- [Excerpt to read]
------
That was 1972. Forty years later, in 2012, liberal churches are not the only ones declining. It is true that progressive religious bodies started to decline in the 1960s. However, conservative denominations are now experiencing the same. For example, the Southern Baptist Convention, one of America's most conservative churches, has for a dozen years struggled with membership loss and overall erosion in programming, staffing, and budgets. Many smaller conservative denominations, such as the Missouri Synod Lutherans, are under pressure by loss. The Roman Catholic Church, a body that has moved in markedly conservative directions and of which Mr. Douthat is a member, is straining as members leave in droves. By 2008, one in ten Americans considered him- or herself a former Roman Catholic. On the surface, Catholic membership numbers seem steady. But this is a function of Catholic immigration from Latin America. If one factors out immigrants, American Catholicism matches the membership decline of any liberal Protestant denomination. Decline is not exclusive to the Episcopal Church, nor to liberal denominations – it is a reality facing the whole of American Christianity.
------
- [Extracted data]
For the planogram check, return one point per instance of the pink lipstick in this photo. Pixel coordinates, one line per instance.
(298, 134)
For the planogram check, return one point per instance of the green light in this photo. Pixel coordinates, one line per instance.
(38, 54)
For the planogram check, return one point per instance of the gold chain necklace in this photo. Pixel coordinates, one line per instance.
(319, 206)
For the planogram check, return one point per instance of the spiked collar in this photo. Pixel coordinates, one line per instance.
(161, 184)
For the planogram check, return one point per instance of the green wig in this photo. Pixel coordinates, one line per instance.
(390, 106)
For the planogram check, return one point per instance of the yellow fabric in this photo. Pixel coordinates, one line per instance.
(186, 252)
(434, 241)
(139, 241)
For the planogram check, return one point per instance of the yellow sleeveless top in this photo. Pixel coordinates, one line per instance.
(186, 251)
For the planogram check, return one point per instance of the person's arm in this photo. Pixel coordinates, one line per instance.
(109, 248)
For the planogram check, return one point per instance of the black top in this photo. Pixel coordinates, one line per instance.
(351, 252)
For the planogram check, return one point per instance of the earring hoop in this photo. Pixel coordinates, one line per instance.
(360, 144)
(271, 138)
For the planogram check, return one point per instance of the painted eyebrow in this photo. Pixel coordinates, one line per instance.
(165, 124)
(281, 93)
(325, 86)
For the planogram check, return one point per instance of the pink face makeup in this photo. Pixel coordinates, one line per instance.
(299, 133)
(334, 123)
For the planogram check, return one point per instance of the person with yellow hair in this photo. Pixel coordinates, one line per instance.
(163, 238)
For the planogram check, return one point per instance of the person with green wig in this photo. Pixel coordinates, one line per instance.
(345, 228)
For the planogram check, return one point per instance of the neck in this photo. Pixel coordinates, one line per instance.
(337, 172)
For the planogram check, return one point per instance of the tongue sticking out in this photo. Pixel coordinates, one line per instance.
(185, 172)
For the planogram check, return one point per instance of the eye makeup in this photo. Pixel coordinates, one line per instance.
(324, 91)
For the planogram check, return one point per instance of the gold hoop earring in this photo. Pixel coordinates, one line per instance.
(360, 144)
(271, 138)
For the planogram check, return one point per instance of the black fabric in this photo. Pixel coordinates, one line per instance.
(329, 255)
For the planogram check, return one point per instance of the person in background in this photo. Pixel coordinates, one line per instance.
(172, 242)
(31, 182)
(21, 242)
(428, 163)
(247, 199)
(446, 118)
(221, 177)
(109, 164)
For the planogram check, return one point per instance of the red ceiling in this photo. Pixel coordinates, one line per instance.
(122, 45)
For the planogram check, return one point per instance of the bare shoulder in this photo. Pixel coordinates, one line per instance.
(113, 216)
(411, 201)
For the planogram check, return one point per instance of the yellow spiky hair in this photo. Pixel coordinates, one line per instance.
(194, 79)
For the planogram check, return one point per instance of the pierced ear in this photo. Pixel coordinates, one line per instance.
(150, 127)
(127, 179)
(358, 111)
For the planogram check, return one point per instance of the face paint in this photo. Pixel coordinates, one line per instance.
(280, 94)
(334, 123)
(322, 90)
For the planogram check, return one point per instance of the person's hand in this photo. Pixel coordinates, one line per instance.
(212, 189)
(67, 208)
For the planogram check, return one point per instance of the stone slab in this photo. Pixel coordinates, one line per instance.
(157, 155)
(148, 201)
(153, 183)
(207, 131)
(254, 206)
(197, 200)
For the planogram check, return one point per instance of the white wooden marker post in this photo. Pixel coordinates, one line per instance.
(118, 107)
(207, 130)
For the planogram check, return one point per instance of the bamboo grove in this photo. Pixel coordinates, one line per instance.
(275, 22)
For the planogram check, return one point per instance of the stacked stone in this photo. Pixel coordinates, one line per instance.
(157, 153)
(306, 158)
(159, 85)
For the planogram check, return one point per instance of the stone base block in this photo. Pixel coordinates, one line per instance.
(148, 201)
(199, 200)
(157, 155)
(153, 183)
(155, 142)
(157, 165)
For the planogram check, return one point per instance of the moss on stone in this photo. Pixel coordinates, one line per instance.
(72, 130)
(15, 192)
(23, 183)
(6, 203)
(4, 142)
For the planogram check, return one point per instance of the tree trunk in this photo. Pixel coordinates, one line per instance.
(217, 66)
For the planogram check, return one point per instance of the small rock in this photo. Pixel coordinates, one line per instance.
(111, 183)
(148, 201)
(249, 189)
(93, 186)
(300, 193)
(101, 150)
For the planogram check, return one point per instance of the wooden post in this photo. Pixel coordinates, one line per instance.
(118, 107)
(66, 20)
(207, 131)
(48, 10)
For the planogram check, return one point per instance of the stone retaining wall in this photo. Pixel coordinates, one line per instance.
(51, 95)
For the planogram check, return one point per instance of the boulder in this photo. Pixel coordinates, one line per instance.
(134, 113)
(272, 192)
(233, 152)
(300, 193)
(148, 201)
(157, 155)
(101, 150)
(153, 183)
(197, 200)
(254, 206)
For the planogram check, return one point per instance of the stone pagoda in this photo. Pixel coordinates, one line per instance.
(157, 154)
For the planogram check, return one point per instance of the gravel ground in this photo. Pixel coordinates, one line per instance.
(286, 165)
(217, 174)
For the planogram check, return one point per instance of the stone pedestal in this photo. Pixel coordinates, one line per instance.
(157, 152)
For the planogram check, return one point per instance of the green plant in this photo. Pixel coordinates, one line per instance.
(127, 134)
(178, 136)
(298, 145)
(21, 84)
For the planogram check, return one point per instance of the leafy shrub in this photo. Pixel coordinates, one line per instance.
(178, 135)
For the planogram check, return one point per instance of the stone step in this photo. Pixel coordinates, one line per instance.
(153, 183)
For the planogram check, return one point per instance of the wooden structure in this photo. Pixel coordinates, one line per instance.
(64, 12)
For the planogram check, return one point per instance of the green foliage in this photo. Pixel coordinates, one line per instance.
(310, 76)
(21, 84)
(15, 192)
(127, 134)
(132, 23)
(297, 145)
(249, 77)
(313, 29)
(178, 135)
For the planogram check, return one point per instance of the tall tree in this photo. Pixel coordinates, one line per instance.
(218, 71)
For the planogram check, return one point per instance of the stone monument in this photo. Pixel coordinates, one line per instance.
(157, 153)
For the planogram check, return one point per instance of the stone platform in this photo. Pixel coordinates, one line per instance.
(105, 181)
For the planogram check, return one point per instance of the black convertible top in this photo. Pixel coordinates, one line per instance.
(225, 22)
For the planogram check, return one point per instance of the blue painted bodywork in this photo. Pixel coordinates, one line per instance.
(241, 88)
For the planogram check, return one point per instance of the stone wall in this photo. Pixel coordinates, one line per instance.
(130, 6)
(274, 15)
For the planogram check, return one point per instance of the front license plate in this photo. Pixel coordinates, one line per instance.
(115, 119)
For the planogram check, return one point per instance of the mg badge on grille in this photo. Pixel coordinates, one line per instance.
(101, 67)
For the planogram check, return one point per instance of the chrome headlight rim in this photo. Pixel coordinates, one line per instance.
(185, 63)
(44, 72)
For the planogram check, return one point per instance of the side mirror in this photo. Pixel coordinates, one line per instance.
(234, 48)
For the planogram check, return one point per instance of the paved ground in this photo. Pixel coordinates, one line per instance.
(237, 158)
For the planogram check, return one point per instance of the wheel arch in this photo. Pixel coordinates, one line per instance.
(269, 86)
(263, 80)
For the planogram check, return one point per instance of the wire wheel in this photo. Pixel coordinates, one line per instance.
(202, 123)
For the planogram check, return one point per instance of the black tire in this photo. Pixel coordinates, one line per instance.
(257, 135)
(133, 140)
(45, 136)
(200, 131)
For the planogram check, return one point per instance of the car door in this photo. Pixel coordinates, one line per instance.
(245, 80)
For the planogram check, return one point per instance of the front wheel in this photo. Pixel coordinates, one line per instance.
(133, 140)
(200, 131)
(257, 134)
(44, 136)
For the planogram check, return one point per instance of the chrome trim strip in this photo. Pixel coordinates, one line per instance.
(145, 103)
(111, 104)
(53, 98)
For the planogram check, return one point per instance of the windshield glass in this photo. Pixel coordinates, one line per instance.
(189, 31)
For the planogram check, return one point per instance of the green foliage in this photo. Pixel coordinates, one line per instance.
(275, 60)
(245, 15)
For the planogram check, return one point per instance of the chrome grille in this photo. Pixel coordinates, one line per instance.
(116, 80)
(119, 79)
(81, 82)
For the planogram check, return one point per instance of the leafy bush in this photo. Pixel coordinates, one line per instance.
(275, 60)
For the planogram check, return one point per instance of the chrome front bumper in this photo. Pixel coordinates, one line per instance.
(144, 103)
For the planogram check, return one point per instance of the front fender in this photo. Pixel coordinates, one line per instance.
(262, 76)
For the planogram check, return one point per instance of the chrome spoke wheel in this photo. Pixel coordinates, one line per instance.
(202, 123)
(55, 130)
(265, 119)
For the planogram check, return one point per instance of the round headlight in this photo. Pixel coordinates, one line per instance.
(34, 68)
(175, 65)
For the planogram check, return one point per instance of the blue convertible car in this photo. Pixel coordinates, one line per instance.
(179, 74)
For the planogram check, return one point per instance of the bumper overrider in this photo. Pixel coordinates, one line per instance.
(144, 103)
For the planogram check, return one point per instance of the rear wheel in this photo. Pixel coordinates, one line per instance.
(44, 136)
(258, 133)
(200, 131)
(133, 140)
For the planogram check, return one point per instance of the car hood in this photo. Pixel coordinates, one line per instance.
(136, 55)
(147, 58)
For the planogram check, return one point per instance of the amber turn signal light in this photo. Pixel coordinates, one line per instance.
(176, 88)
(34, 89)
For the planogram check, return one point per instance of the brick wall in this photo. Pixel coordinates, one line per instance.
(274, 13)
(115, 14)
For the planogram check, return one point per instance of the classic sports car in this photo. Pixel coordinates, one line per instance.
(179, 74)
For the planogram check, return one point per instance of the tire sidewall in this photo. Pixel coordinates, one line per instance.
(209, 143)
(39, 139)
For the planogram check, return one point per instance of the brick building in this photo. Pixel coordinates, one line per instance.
------
- [Jobs]
A - Please list every church or denomination named in the passage on church decline.
B - Proceed with the passage on church decline, writing on from its last sentence.
None of the lines are needed here.

- [Outputs for the tasks]
A -
Southern Baptist Convention
Missouri Synod Lutherans
Roman Catholic Church
Episcopal Church

B -
Douthat points out that the Episcopal Church has declined 23% in the last decade, identifying the loss as a sign of its theological infidelity. In the last decade, however, as conservative denominations lost members, their leaders have not equated the loss with unfaithfulness. Instead, they refer to declines as demographic "blips," waning evangelism, or the impact of secular culture. Membership decline has no inherent theological meaning for either liberals or conservatives. Decline only means, as Gallup pointed out in a just-released survey, that Americans have lost confidence in all forms of institutional religion.

The real question is not "Can liberal Christianity be saved?" The real question is: Can Christianity be saved?

Liberal Christians experienced this decline sooner than their conservative kin, thus giving them a longer, more sustained opportunity to explore what faith might mean to twenty-first century people. Introspective liberal churchgoers returned to the core of the Christian vision: Jesus' command to "Love God and love your neighbor as yourself." As a result, a sort of neo-liberal Christianity has quietly taken root across the old Protestant denominations – a form of faith that cares for one's neighbor, the common good, and fosters equality, but is, at the same time, a transformative personal faith that is warm, experiential, generous, and thoughtful. This new expression of Christianity maintains the historic liberal passion for serving others but embraces Jesus' injunction that a vibrant love for God is the basis for a meaningful life. These Christians link spirituality with social justice as a path of peace and biblical faith.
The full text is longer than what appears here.